» Records
>> start

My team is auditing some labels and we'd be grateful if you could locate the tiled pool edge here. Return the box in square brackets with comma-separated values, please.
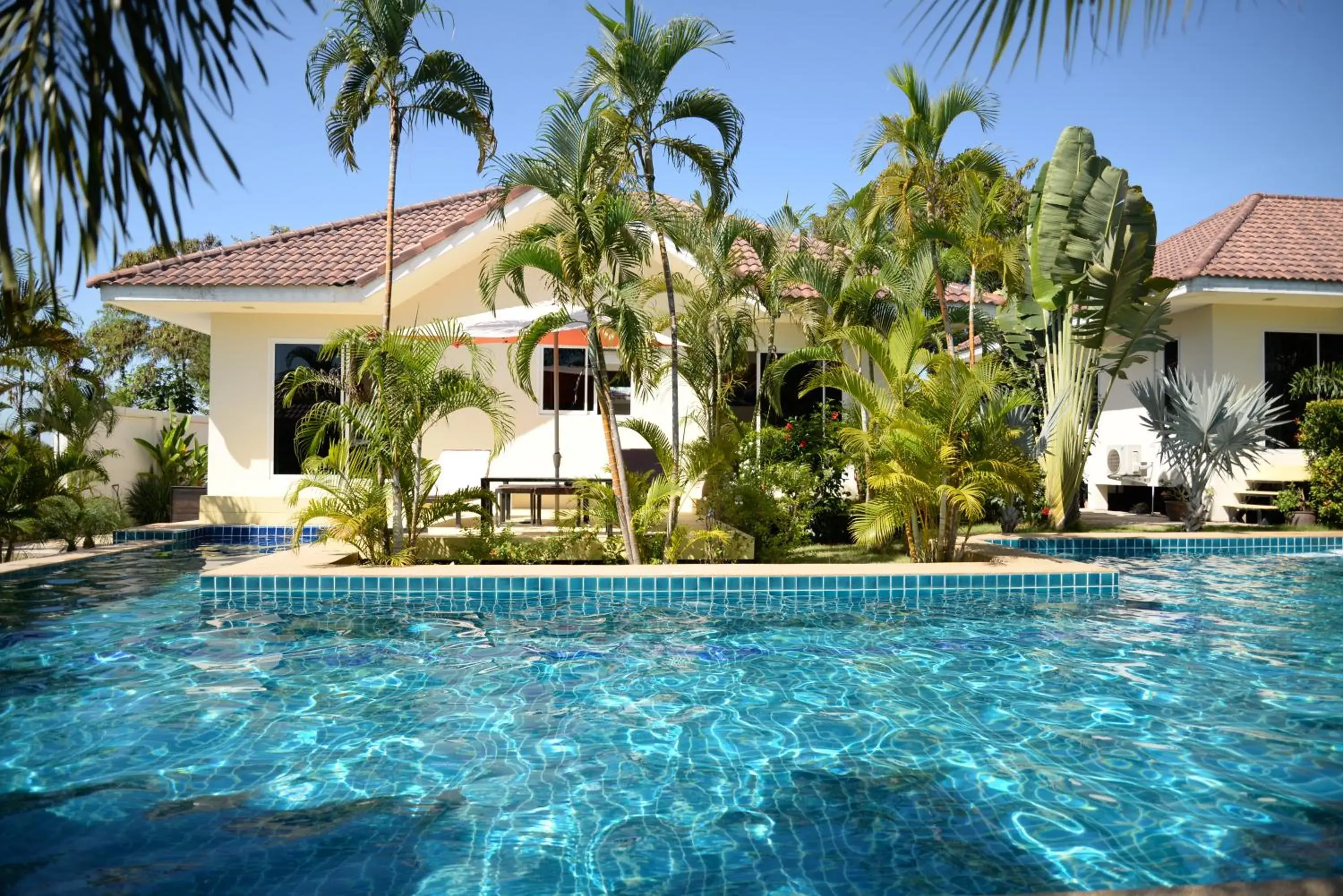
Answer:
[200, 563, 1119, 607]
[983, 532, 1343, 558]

>> end
>> start

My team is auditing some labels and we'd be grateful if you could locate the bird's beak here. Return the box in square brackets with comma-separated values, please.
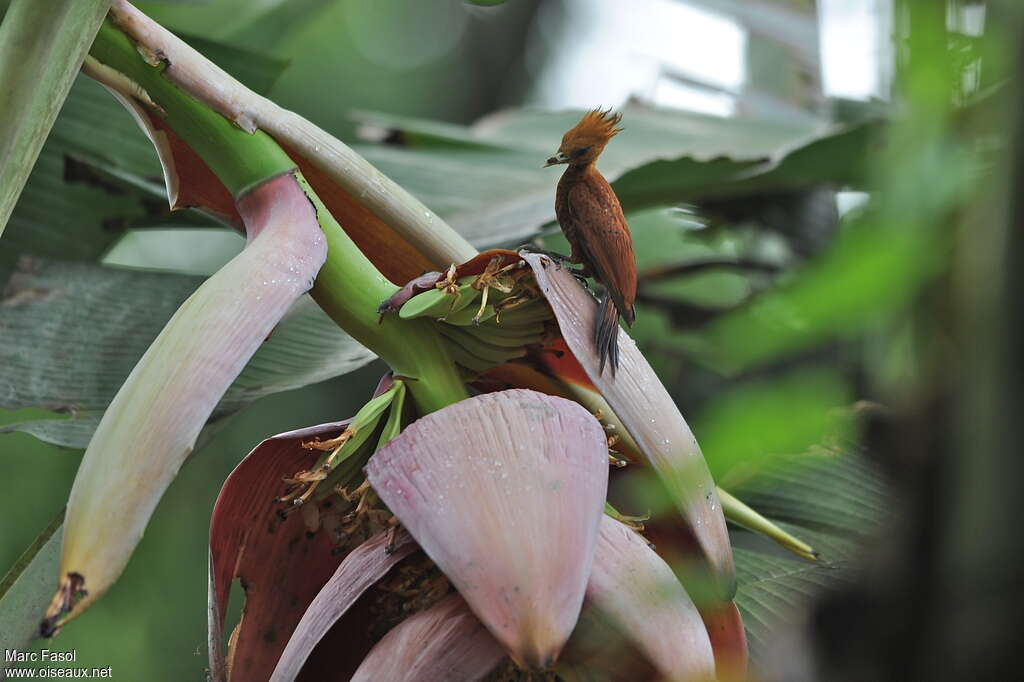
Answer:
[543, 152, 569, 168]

>> end
>> start

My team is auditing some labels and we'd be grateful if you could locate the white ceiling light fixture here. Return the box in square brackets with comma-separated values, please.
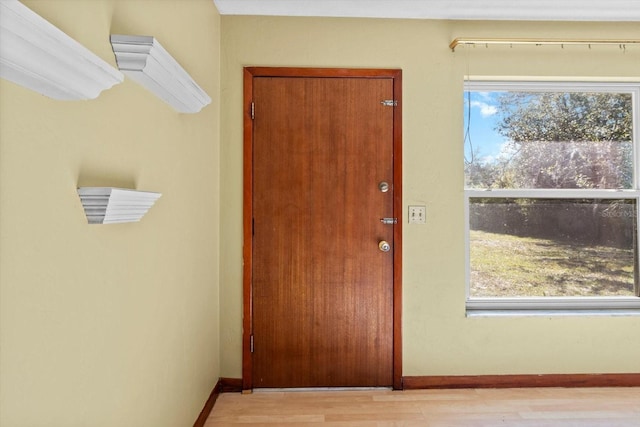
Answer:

>> end

» Exercise aim
Reproduce the lines of the records from the line with "locate the bird's" up to and including the line with "[543, 152, 569, 168]", swapping "beak" for "wing" and leaving all else unchanged. Omit the pictures from your answer.

» Task answer
My team is auditing some labels and we'd be grateful if you could locate the bird's wing here. Return the box in square brackets with comma-separated values, please.
Answer:
[543, 152, 569, 168]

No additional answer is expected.